◆ PROMPT A
Find every line in the records below that contains the string "ocean", treating case as significant, and copy each such line in full.

◆ DOCUMENT SECTION
begin
Runner

Module contents

Submodules

django_analyses.runner.queryset_runner module

Definition of the QuerySetRunner class.

class django_analyses.runner.queryset_runner.QuerySetRunner

Bases: object

Base class for batch queryset processing.

Example

For a general usage example, see the QuerySet Processing section in the documentation.

ANALYSIS_CONFIGURATION = None

Common input specification dictionary as it is expected to be defined in the required Node’s configuration field. If none is provided, defaults to _NO_CONFIGURATION.

ANALYSIS_TITLE = ''

Required Analysis instance title.

ANALYSIS_VERSION_TITLE = ''

Required AnalysisVersion instance title.

BASE_QUERY = None

Query to use when retrieving the base queryset.

BASE_QUERY_END = '{n_instances} instances found.'
BASE_QUERY_START = 'Querying {model_name} instances...'
BATCH_RUN_START = '\x1b[4m\x1b[95m\x1b[1m{analysis_version}\x1b[0m\x1b[4m\x1b[95m: Batch Execution\x1b[0m'
DATA_MODEL = None

QuerySet model.

DEFAULT_QUERYSET_QUERY = '\n\x1b[94m🔎 Default execution queryset generation:\x1b[0m'
EXECUTION_STARTED = '\n\x1b[92m🚀Successfully started {analysis_version} execution over {n_instances} {model_name} instances🚀\x1b[0m'
FILTER_QUERYSET_END = '{n_candidates} execution candidates found.'
FILTER_QUERYSET_START = 'Filtering queryset...'
INPUT_GENERATION = '\n🔀 \x1b[94mGenerating input specifications:\x1b[0m'
INPUT_GENERATION_FINISHED = '{n_inputs} input specifications prepared.'
INPUT_GENERATION_PROGRESSBAR_KWARGS = {'desc': 'Preparing inputs', 'unit': 'instance'}

A dictionary used for tqdm progressbar customization during input generation.

INPUT_KEY = ''

The associated AnalysisVersion instance’s InputDefinition which will be used to query pending runs and execute them.

INPUT_QUERYSET_VALIDATION = '\n\x1b[94m🔎 Input queryset validation:\x1b[0m'
INPUT_QUERY_END = '{n_existing} runs found.'
INPUT_QUERY_START = 'Querying existing runs...'
NONE_PENDING = '\x1b[92mCongratulations! No pending {model_name} instances were detected in the database 👏\x1b[0m'
NONE_PENDING_IN_QUERYSET = '\x1b[92mAll {n_instances} provided {model_name} instances have been processed already 👑\x1b[0m'
NO_CANDIDATES = '\x1b[93mNo execution candidates detected in {model_name} queryset!\x1b[0m'
PENDING_FOUND = '{n_existing} existing runs found.\n\x1b[1m{n_pending}\x1b[0m instances pending execution.'
PENDING_QUERY_START = '\n⚖ \x1b[94mChecking execution status for the {queryset_description} queryset:\n\x1b[0mFiltering existing runs...\n(large querysets might take a few moments to be evaluated)'
PREPROCESSING_FAILURE = '\x1b[93mFailed to preprocess {model_name} #{instance_id}!\x1b[0m'
PREPROCESSING_FAILURE_REPORT = '\x1b[93m\x1b[1m{n_invalid} of {n_total} {model_name} instances failed to be preprocessed for input generation.\x1b[0m'
STATUS_QUERY_PROGRESSBAR_KWARGS = {'desc': None, 'unit': 'instance'}

A dictionary used for tqdm progressbar customization during input generation.
end
◆ RECORDS FOR THIS EXERCISE
begin
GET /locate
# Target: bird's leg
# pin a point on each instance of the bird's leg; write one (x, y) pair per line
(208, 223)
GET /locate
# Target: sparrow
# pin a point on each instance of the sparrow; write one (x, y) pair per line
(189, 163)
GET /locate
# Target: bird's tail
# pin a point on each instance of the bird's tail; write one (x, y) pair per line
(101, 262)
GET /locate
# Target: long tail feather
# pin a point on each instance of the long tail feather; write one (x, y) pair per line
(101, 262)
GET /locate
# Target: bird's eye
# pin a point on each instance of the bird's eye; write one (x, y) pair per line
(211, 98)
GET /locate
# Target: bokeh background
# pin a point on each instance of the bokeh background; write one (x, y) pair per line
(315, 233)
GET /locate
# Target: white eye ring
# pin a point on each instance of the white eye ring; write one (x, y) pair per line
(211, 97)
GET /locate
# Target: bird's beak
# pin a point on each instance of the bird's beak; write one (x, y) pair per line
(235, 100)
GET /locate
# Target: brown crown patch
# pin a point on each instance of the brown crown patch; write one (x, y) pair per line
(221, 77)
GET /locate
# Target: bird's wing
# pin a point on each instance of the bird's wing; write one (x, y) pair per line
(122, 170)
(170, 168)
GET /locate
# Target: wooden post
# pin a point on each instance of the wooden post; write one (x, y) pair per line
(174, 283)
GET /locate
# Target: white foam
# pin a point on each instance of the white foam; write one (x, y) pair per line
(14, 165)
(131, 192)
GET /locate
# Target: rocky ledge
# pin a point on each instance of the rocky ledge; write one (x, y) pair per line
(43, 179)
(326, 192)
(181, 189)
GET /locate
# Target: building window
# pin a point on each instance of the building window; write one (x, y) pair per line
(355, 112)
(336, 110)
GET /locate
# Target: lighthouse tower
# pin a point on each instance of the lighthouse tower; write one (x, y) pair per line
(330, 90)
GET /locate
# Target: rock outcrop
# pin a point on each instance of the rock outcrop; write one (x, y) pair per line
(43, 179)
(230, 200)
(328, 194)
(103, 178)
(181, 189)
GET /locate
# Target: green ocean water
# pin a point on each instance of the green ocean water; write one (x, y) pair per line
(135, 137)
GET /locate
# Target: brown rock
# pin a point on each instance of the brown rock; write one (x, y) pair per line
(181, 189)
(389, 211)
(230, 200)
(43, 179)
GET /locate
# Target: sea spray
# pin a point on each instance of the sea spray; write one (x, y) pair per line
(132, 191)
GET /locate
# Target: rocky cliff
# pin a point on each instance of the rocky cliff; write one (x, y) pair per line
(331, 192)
end
◆ PROMPT B
Output verbatim the part of the QuerySetRunner documentation above that opens with the words "Definition of the" and closes with "in the documentation.".

◆ EXERCISE RESULT A
# Target: green ocean water
# pin a point on each instance of the green ocean water; write one (x, y) pair per line

◆ EXERCISE RESULT B
Definition of the QuerySetRunner class.

class django_analyses.runner.queryset_runner.QuerySetRunner

Bases: object

Base class for batch queryset processing.

Example

For a general usage example, see the QuerySet Processing section in the documentation.